Below are records to be repeated exactly. Leave their pictures behind.
□ □ □ □ □ □ □
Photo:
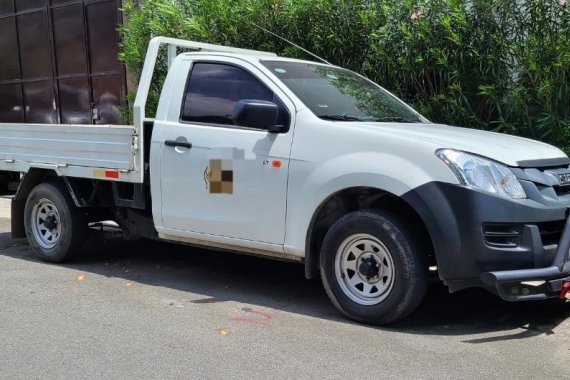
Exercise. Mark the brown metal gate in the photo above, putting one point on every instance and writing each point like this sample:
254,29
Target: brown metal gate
58,61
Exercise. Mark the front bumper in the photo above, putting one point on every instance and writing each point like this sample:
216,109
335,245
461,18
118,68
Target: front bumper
516,285
481,240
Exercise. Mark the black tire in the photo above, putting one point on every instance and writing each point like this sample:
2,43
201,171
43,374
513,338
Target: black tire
407,269
69,238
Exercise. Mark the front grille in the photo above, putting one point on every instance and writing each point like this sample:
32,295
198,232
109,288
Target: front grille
562,190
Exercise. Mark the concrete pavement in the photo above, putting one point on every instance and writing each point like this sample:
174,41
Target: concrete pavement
155,310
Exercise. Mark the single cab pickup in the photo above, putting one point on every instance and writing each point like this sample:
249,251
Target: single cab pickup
297,160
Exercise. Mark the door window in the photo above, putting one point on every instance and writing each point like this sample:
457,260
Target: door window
213,90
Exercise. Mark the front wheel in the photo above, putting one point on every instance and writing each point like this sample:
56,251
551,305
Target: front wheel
372,267
55,227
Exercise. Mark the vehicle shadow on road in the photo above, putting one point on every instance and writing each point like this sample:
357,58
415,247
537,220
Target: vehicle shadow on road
281,286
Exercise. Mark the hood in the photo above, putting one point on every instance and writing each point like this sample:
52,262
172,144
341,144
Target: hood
507,149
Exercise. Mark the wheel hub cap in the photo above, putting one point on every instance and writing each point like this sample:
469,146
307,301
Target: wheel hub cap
46,226
369,268
364,269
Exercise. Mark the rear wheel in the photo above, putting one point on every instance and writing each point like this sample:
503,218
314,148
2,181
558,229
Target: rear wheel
372,267
55,227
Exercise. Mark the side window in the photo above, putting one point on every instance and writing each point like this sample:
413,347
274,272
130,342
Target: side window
213,90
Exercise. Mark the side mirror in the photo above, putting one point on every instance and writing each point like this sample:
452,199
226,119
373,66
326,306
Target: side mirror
257,114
□ □ □ □ □ □ □
§ Solution for this problem
Photo:
Exercise. Mark the brown metal gate in the photo above, putting one point on every instance and writing each point like this sample:
254,29
Target: brown metal gate
58,61
Exercise. Mark the front bumper in the photo above, putting one point on every instance and writing each point like this sample:
216,109
335,245
461,18
118,68
Target: front bumper
516,285
481,240
Exercise. Mark the black tire in the photo above, putting one point on every instance and writing each point like this sample:
2,43
201,171
43,374
513,338
Target: black tire
407,269
69,238
Exercise. Mark the front grille in the photo above, putting one point on every instance and writing each point like this sample:
32,295
198,232
109,288
Target: front grille
562,190
Exercise. Mark the concrete pavement in the photo above, putting one point on every instance and writing each point like this sample:
174,41
Target: concrete pavement
155,310
Exercise. Mark the single cab pickup in the photo above, putting one point on every instance and writing each point like this sample:
249,251
Target: single cab pickup
297,160
Exercise. Mark the door window in the photo above, putting one point on every instance and writing each point like this sample:
457,260
Target: door window
213,90
Exercise. Mark the front wheel in the photo above, putting one point on every instance and writing each point like this sample:
56,251
551,305
Target: front wheel
372,267
55,227
Exercise. Mark the vehicle shadow on road in the photo above, putting one point on every instance and writing each point like this sample:
357,58
415,247
537,220
Target: vehicle shadow on road
281,286
Exercise. Mark the hood in the photo above, putting one point on every instance and writing each point like this sample:
52,262
172,144
341,144
Target: hood
507,149
Exercise. Mark the wheel hub cap in the photo above, putting one point on every instance and writing each point like this sample:
469,146
307,301
Target: wheel hub cap
46,226
369,268
364,269
Exercise. Mark the rear wheel in the photo above, putting one point on every instance and writing each point like this sample:
503,218
314,148
2,181
558,229
Target: rear wheel
372,267
55,227
Exercise. Mark the side window in the photo above, putting one point on every instance and writing each point like this sample:
413,347
274,272
130,342
Target: side window
213,90
Exercise. Mark the side mirror in the photo above, putting one point on every instance and writing each point like this sample:
452,199
226,119
373,66
326,306
Target: side mirror
257,114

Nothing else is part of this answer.